Provided passage:
(begin)
Enron was formed in 1985 under the direction of Kenneth Lay (Diesner & Carley, 2005). The company was based in Houston, Texas. Within 15 years Enron became one of the nation’s biggest companies in revenue by buying electricity from generators and selling it to consumers. Enron identified areas where energy needs were higher than energy capacities, built power plants and sold them before their value diminished. In 2002, there were 21,000 people employed in Enron in over 40 countries (BBC News, 2002).

From 1985 on, Arthur Andersen had been Enron’s auditor. Andersen earned millions of dollars from accounting and internal and external consulting services for Enron, which was one of Andersen’s largest clients worldwide.

In 1999, Enron officials began to separate losses from equity and derivate trades into “special purpose entities” (SPE) - partnerships that were excluded from the company’s net income reports. The systematic omission of negative balance sheets and income statements from SPEs in Enron’s reports resulted in an off-balance-sheet-financing system (Sanborn, 2004).

In December of 2000, president and chief operating officer Jeffrey Skilling took over the position of chief executive from Kenneth Lay. Lay remained chairman while the Enron stock hit a 52-week high of $84.87. In August 2001, Skilling surprisingly resigned. Lay was named as Enron’s chief officer and CEO again in 2001 (CBS News, 2003). In the same month Sherron Watkins, Enron’s Vice-President of Corporate Development who became famous as Enron’s whistle-blower, wrote an anonymous letter to Lay in which she accused Enron of possible fraud and improprieties such as the SPEs (Watkins, 2002). Andersen knew about this information.
(end)
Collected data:
(begin)
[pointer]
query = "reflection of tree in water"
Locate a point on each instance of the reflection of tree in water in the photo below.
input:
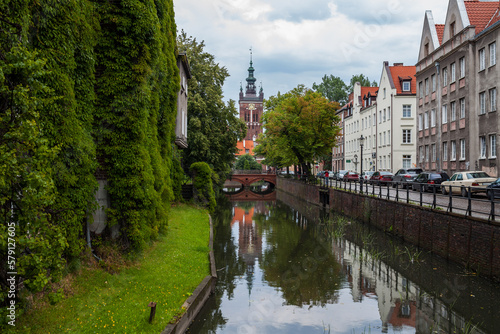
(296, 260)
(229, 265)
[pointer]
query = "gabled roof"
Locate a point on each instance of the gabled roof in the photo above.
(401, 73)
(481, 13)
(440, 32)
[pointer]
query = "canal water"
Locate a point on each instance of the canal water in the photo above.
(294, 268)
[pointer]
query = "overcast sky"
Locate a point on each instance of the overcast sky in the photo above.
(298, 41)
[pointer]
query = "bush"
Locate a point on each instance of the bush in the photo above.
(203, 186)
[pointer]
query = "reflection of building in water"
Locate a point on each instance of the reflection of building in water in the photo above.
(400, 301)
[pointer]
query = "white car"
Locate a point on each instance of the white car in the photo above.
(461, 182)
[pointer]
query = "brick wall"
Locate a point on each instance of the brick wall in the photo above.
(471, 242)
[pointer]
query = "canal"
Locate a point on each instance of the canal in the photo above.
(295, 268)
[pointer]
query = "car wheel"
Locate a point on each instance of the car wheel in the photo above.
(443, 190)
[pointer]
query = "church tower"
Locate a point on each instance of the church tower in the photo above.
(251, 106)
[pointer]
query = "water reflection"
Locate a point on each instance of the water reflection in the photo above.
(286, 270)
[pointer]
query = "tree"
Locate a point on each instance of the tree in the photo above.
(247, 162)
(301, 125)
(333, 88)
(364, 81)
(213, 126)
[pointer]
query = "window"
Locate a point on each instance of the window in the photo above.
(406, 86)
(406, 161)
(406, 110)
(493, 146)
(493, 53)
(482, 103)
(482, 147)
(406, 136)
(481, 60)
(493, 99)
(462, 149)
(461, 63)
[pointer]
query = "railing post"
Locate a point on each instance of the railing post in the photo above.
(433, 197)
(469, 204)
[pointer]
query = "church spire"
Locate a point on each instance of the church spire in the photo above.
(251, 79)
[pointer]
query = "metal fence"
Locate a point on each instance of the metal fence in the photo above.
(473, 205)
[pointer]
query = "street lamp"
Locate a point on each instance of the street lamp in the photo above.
(end)
Written instruction A:
Copy everything from "Enron was formed" down to "largest clients worldwide." in the passage on Enron, replacing "electricity" with "power".
Written instruction B:
Extend the passage on Enron, picking up after its final sentence.

Answer A:
Enron was formed in 1985 under the direction of Kenneth Lay (Diesner & Carley, 2005). The company was based in Houston, Texas. Within 15 years Enron became one of the nation’s biggest companies in revenue by buying power from generators and selling it to consumers. Enron identified areas where energy needs were higher than energy capacities, built power plants and sold them before their value diminished. In 2002, there were 21,000 people employed in Enron in over 40 countries (BBC News, 2002).

From 1985 on, Arthur Andersen had been Enron’s auditor. Andersen earned millions of dollars from accounting and internal and external consulting services for Enron, which was one of Andersen’s largest clients worldwide.

Answer B:
In October 2001 the losses transferred from Enron to the SPE’s exceed $618 million and Enron publicly reported this amount as net loss for the third quarter. By the end of the year Enron disclosed a reduction of $1.2 billion in the value of shareholders’ stake in the company. One of the people associated with the crash was Andrew Fastow, chief financial officer, who had supported Enron in inflating profits and hiding debts (Sanborn, 2004).

On October 31, 2001, the Securities and Exchange Commission (SEC) started an inquiry into Enron. Enron announced that the SEC investigation revealed that the amount of losses for the previous five years was actually $586 million. The market reacted with a fast drop of the value of Enron’s shares to levels below $1 in November 2001. Being forced to transfer stocks in order to satisfy the losses, Enron became insolvent and filed for bankruptcy in December 2001. The fallout and investigations into the Enron collapse continued throughout 2002. Lay resigned as chairman and CEO in January of 2002, and less than two weeks later from the board (“A Chronology of Enron Corp”, 2004).